■ **Text provided**:

_ _ _

7. The Disappearance of Frederick Valentich
Frederick Valentich was a 28-year-old pilot on a training run when both he and his plane mysteriously disappeared one October evening in 1978 while flying to Bass Strait, Australia. Described by his father as a UFO enthusiast, Valentich had passions for a full-fledged career in aviation and, at the time of his disappearance, was studying part-time to earn his commercial pilot’s license.
However, Valentich had a shaky history with passing exams. Both of his applications to be in the Royal Australian Air Force were denied on the grounds of inadequate educational qualifications. He was ultimately good enough to fly a plane though, which is what he was doing the day he disappeared.
Around 7:00 P.M. on October 21, 1978, Valentich radioed in that he was being followed by a high-speed, unidentified aircraft that featured four very bright landing lights. After stating that it seemed like the pilot was “toying” with him, he indicated that his engine was having issues. Asked to identify the aircraft, Valentich reported that he couldn’t.
Moments later his transmission was interrupted by "metallic, scraping sounds”—the last communications with the young pilot for nearly 40 years. A search team was sent out but nothing was recovered, and it was called off after several days. Belated reports acknowledged an odd, flying aircraft in the area, and stories as recent as 2014 acknowledge that a man may have seen Valentich’s plane attached to another flying object 20 minutes before he officially disappeared.
First discovered in 1973, this shortwave radio station, also known as “the buzzer,” broadcasts a short, monotonous buzzing tone on the frequency 4625 kHz 24 hours a day. After years of not knowing its source, it is now believed to come from Russia. For much of its known existence, the buzzing sound was occasionally interrupted by a voice message delivered in a fixed format by a live voice in Russian. However, starting in 2010, listeners began to notice a significant uptick in the number of voice transmissions that were taking place, as well as a series of more unusual transmissions.
Between June 5 and June 6, 2010, the entire station stopped broadcasting, and on October 17, 2016, the station transmitted at least 18 different messages in less than 24 hours. Meanwhile, conversations that sound far off, along with background noises, are heard behind the buzzing. In November of 2001, an entire conversation in Russian could be heard, and in November of 2010, phone conversations coming from the station were heard and recorded. Neither the government or broadcast officials have confirmed the station’s purpose or location.

_ _ _

Stored entries:
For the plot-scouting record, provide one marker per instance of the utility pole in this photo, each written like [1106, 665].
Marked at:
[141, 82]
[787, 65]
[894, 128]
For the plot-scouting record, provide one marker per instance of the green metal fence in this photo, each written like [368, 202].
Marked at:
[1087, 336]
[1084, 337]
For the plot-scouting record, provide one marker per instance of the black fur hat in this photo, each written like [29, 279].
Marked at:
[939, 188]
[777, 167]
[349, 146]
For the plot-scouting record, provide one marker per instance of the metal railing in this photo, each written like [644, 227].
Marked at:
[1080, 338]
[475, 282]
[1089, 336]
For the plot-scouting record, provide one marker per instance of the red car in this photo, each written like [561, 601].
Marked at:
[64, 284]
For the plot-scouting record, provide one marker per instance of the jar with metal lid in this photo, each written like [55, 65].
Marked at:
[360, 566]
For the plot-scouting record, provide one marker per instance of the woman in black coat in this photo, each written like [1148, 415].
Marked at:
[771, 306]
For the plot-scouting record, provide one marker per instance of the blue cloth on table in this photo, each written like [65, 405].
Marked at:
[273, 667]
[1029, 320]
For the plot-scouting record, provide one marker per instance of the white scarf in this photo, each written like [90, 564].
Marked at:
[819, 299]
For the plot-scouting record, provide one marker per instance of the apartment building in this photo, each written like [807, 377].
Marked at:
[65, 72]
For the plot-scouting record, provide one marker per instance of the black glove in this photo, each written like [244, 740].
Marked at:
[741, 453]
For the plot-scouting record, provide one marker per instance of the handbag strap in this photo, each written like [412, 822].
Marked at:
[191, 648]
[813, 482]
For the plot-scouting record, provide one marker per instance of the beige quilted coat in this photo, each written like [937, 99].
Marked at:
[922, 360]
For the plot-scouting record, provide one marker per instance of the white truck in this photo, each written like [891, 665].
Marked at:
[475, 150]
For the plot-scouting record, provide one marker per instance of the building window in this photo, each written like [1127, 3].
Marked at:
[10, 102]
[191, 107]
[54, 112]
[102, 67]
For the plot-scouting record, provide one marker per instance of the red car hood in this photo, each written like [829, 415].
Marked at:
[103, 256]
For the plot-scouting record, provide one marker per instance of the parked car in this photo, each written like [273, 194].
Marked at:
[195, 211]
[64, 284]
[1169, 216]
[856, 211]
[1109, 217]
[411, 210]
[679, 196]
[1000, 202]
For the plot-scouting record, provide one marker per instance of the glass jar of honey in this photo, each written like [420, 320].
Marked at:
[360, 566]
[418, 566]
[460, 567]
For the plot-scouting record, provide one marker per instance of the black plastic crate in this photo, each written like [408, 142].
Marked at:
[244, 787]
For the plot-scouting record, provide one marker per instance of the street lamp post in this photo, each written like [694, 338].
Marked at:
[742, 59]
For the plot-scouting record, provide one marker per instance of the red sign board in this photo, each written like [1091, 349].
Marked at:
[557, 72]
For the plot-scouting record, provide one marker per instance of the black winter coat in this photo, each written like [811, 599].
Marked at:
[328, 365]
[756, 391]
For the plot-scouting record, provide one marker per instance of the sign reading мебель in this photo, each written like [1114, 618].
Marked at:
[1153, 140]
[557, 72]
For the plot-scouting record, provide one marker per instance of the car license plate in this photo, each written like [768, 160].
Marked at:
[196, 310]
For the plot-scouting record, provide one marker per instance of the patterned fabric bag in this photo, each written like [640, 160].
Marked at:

_ _ _

■ **Problem to work on**:
Reproduce the passage from the text above word for word, starting at "7. The Disappearance" and ending at "day he disappeared.".

■ **Solution to this problem**:
7. The Disappearance of Frederick Valentich
Frederick Valentich was a 28-year-old pilot on a training run when both he and his plane mysteriously disappeared one October evening in 1978 while flying to Bass Strait, Australia. Described by his father as a UFO enthusiast, Valentich had passions for a full-fledged career in aviation and, at the time of his disappearance, was studying part-time to earn his commercial pilot’s license.
However, Valentich had a shaky history with passing exams. Both of his applications to be in the Royal Australian Air Force were denied on the grounds of inadequate educational qualifications. He was ultimately good enough to fly a plane though, which is what he was doing the day he disappeared.